Tasks to perform >>
A – From the willpower excerpt, return the passage between "Additionally, you can" and "(ex, small wins).", inclusive.
B – In the willpower excerpt, what does Duhigg say willpower ultimately is?

Excerpt provided >>
----

Boost Your Willpower
Duhigg says that, ultimately, willpower is the most critical keystone habit if you want to achieve success. Willpower can be interpreted in several ways: self-discipline, determination, self-control. More technically, it gets defined as the ability to delay short-term gratification to reach long-term goals, the ability to override an unwanted impulse, and regulation of the self.
Ironically, willpower is less a skill and more like a resource, like muscle power, it weakens with use. Therefore, as part of the breakfast routine, be sure to record your breakfast immediately following your meal when willpower is at it’s fullest. Please don’t wait until the end of the day to record and review breakfast when willpower is at its weakest strength.
Additionally, you can boost willpower for recording breakfast by planning it ahead of time. For instance, use every Sunday to plan your entire week’s breakfast menus to get ready for your day. Either way, having consistency creates a huge amount of positive effects (ex, small wins).

----

Given records >>
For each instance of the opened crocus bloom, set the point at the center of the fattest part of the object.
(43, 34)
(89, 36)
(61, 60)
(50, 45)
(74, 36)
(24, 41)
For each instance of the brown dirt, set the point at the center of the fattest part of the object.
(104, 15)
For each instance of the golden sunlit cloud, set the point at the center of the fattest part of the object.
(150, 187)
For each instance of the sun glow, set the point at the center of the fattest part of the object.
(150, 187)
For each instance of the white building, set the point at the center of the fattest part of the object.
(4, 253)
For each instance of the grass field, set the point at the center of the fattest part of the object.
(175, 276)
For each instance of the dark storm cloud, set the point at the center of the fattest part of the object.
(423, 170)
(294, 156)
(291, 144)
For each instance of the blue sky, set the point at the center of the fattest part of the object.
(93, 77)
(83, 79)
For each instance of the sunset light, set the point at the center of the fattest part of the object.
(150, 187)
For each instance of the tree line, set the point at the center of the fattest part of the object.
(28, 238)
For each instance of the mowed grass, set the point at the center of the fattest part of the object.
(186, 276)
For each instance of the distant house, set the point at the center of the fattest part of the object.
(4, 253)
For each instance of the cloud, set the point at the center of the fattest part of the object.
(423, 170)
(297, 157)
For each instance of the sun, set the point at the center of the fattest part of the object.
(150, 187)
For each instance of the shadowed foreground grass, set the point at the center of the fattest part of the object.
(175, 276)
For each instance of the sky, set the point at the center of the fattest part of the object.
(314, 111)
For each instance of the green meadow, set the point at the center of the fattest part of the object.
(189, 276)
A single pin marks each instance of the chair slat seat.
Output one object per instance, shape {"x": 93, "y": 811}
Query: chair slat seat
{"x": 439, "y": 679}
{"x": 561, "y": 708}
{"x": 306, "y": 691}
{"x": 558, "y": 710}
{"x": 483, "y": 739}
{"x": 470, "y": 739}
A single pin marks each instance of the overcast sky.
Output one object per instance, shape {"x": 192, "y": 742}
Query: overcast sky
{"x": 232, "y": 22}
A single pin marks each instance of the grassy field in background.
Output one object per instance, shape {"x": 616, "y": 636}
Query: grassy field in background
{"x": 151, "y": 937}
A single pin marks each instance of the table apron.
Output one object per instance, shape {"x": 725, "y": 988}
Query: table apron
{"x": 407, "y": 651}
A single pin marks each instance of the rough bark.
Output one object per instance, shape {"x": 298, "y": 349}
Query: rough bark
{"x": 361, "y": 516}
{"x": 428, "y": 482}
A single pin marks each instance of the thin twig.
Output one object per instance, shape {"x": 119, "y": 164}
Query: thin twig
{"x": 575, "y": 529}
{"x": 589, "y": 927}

----

Answers below >>
A –
Additionally, you can boost willpower for recording breakfast by planning it ahead of time. For instance, use every Sunday to plan your entire week’s breakfast menus to get ready for your day. Either way, having consistency creates a huge amount of positive effects (ex, small wins).

B – The most critical keystone habit if you want to achieve success.